## start

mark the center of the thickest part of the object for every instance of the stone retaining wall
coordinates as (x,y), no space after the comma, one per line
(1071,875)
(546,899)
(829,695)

## end

Exercise goal: Reproduce each of the rows above verbatim, line for line.

Exercise answer:
mark the center of the thickest part of the object for every instance of the stone retaining wall
coordinates as (x,y), no space after the comma, one per line
(1071,875)
(546,899)
(829,695)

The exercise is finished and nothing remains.